▸ **PROBLEM TO WORK ON**: Exactly as written, retype the listing below, omitting the pictures.

▸ **DATASET EXCERPTS**:
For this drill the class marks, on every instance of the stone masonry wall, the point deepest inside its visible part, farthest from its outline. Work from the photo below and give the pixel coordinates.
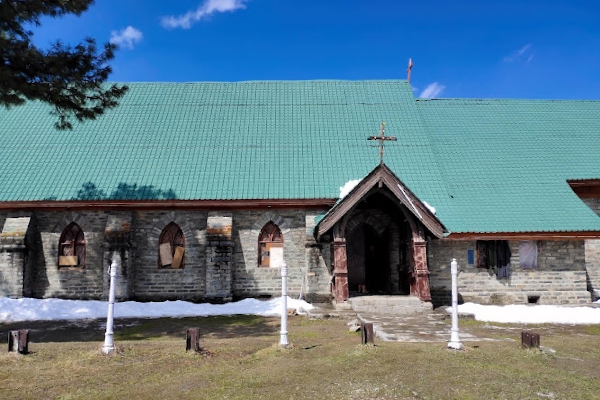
(35, 272)
(592, 255)
(559, 279)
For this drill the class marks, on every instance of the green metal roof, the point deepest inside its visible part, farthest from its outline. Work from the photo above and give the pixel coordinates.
(506, 162)
(485, 165)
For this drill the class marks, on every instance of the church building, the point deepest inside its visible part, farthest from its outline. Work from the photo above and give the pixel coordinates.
(200, 191)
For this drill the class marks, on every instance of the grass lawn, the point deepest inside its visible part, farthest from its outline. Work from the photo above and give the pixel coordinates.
(242, 360)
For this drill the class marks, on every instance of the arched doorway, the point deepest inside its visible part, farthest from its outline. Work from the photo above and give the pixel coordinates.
(368, 260)
(399, 220)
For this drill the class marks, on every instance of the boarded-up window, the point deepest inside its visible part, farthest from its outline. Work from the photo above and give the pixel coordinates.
(270, 246)
(171, 247)
(71, 249)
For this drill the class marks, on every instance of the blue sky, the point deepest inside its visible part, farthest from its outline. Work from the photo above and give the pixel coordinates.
(460, 48)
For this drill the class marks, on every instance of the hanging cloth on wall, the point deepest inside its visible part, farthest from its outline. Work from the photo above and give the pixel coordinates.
(528, 254)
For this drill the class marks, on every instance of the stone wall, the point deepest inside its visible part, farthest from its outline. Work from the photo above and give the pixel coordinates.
(559, 279)
(220, 259)
(592, 254)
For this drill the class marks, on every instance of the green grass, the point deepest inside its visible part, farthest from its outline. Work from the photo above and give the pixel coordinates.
(242, 360)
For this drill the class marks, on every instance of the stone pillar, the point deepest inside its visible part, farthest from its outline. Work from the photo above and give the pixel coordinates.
(13, 257)
(219, 256)
(340, 270)
(420, 282)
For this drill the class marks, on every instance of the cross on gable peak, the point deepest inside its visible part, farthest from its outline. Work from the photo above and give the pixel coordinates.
(381, 139)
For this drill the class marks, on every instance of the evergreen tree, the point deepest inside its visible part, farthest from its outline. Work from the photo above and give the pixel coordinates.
(70, 78)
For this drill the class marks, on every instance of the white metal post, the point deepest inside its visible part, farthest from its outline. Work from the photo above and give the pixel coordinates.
(109, 345)
(283, 341)
(454, 342)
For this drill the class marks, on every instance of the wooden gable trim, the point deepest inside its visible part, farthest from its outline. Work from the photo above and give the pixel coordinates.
(382, 175)
(586, 189)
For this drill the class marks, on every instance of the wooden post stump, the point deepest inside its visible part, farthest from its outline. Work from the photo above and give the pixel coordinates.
(366, 333)
(192, 341)
(530, 340)
(18, 341)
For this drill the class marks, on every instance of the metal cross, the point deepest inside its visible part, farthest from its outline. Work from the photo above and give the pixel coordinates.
(381, 139)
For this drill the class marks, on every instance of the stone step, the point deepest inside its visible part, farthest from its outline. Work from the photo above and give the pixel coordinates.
(390, 305)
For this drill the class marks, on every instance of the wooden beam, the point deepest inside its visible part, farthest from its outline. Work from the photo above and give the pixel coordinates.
(317, 204)
(525, 236)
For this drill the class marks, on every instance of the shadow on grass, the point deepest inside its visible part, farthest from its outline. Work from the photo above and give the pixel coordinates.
(133, 329)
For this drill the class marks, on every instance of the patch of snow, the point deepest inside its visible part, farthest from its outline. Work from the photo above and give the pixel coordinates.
(27, 309)
(429, 207)
(532, 314)
(348, 186)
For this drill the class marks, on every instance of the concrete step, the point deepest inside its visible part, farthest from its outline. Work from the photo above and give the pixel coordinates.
(390, 305)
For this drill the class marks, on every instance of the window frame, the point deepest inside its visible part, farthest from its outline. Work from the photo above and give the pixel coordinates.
(77, 246)
(173, 235)
(270, 236)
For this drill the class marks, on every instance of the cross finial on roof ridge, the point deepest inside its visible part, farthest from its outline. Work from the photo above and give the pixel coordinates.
(381, 139)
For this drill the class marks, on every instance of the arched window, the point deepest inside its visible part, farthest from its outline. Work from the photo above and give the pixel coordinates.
(71, 247)
(270, 246)
(171, 247)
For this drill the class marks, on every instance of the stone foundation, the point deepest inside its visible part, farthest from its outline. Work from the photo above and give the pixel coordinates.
(221, 260)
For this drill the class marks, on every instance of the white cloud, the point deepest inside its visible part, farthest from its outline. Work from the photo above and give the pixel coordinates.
(432, 91)
(517, 54)
(205, 9)
(126, 37)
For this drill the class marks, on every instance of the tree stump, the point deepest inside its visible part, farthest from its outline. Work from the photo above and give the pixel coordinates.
(192, 341)
(366, 331)
(18, 341)
(530, 340)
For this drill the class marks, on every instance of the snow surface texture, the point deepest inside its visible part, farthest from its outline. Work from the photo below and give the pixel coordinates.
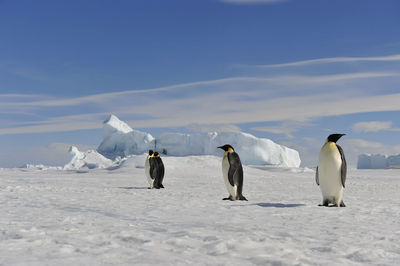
(121, 140)
(103, 217)
(378, 161)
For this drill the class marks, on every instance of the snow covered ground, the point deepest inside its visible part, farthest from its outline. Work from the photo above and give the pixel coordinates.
(109, 217)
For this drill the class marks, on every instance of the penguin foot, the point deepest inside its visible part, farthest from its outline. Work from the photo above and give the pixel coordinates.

▸ **COMPLETE OUTPUT**:
For this drill the class marks, on every instance of the stone masonry wall, the point deepest inside its visible part, farthest from its outline. Work from the photo below and give the pixel coordinates.
(35, 272)
(592, 255)
(559, 279)
For this drill the class marks, on every instance of the green metal roof, the point deepest inside its visible part, farthest from its outline. Work from the photo above and give the pixel coordinates.
(506, 162)
(485, 165)
For this drill the class marks, on every instance of the church building, the point deepest inside its visible part, farthest from its outline. Work from the photo above and give the pixel coordinates.
(200, 191)
For this drill the class marks, on every instance of the grass lawn, the point deepest inside its visible part, farthest from its outline. Work from the photo above and give the pixel coordinates.
(242, 360)
For this drill the class marks, on every instance of the arched doorway, the point deepest inside its visible part, farthest from its outline. Work from the photo above and give the pixel coordinates.
(368, 260)
(399, 220)
For this drill the class marks, on every instance of the boarded-up window, the point deepest inside its visible part, farthest from its outline. Work from the photo above and give the pixel coordinates.
(270, 246)
(171, 247)
(71, 249)
For this drill the class marks, on every instance of the blue sky, the point deepest inside its visible part, farthest from its outline. Work from the photo above and give the pixel coordinates.
(460, 48)
For this drill the class marks, on every instance of the hanging cloth on wall, the point deepest inside its visible part, farthest from its outline. Work from the photo above and give the pixel coordinates.
(528, 254)
For this drill the class marks, on every instance of the stone wall, the point deepest inside its visible part, farthest from its outline. Work from the photo above and give the pixel coordinates.
(559, 279)
(220, 259)
(592, 254)
For this drill the class marks, on every instance of the green grass, the point deepest inside its visible part, farthest from its outline. Work from the photo above and give the pixel coordinates.
(242, 360)
For this drill the class marks, on every instance of the stone pillar, the point deepest inside its visible part, farthest from its outline. Work from the photo above and give the pixel coordinates.
(13, 257)
(219, 256)
(340, 270)
(420, 282)
For this drill the class marks, on every instance of the cross on gable peak, the point deepest inside its visible part, farthest from its outline. Work from the photo above and give the pixel coordinates.
(381, 139)
For this drill the class marks, on every instance of the evergreen tree, the point deepest inside its visible part, farthest from its outline. Work from the photo above and give the pixel coordinates.
(70, 78)
For this drill the class marks, on every instance of the white metal post, the point deepest inside its visible part, farthest from its outline. Work from the photo above and give the pixel coordinates.
(109, 345)
(283, 341)
(454, 342)
For this drill the class marks, on every instance of the wooden gable trim, the point deepest inside its visible part, farthest from its outline. Work from the photo above and give the pixel coordinates.
(382, 175)
(586, 189)
For this drill the class marks, on every instance of the wooden post stump, the point deepest inside its visible part, farthest from its outline. Work from the photo above and give the pixel coordinates.
(366, 333)
(192, 341)
(530, 340)
(18, 341)
For this drill the class marks, on every instance of the metal cross, the point deepest inside its visible part, farthest from its outline. Work from the photo above and give the pixel coordinates.
(381, 139)
For this drill the class marks, on every instance of the stone step, the point deepest inside its visible part, farthest from its outline. Work from the photo above and give the pixel coordinates.
(390, 305)
For this drill the class marks, on every instance of the wooden beam, the point deepest inside its visible part, farthest from its outline. Work from the photo above and give the pixel coordinates.
(317, 204)
(525, 236)
For this drill the class marks, on every instance of the shadow on grass, the point deepest inside its visible part, farthest from its outline. Work from the photo above and give the pixel coordinates.
(133, 329)
For this drill the class marks, on every instance of the patch of snow, the point deepest inside its visible part, farthest from its outline. Work from the photo above and give the pixel coordinates.
(27, 309)
(429, 207)
(532, 314)
(348, 186)
For this drill the class marks, on every instance of the concrete step, the point deepest inside its visible part, farthest from its outline. Work from the photo above and give the pixel coordinates.
(390, 305)
For this drill the class marks, on every instance of the window frame, the point deepest inside its visible part, farthest from its outline. Work from the photo above and give the pixel coordinates.
(77, 246)
(173, 235)
(270, 236)
For this drill the class marks, on every instance of the cross finial on roof ridge, the point deepest inside its visible part, farthest from its outline. Work from the photo above and give the pixel coordinates.
(381, 139)
For this drill the class marks, on every instance of the arched window, the point deepest inside its visible part, farthest from its outline. Work from the photo above and give the pixel coordinates.
(71, 247)
(270, 246)
(171, 247)
For this drill the class marks, on every instance of the stone foundation, the point deepest inside its visible part, farthest from its outline. Work from the photo above and give the pixel coordinates.
(221, 260)
For this drill the class marks, on every instance of the white cloud, the point deepest inside its visible part, farthest from its outline. Work from the photo above and give the pixel coordinates.
(432, 91)
(517, 54)
(205, 9)
(126, 37)
For this drill the class marks, on every instance of the tree stump, the point deepest inside its visible part, farthest from its outline. Work from the photo above and give the pixel coordinates.
(192, 341)
(366, 331)
(18, 341)
(530, 340)
For this drill the class marks, on every instance of the snow surface texture, the point deepest inside its visible part, farthest from its outline. Work from the photo below and give the pixel coordinates.
(121, 140)
(103, 217)
(378, 161)
For this drill the class marks, on every instance of the snow covered ground, the point deepest inside its visible part, farthest from its outline. Work from the photo above and give the pixel coordinates.
(109, 217)
For this drill the class marks, on every instance of the penguin foot, the point deepest inside its visible part, farthest from its outline. Work from the photo above and give the pixel coordinates.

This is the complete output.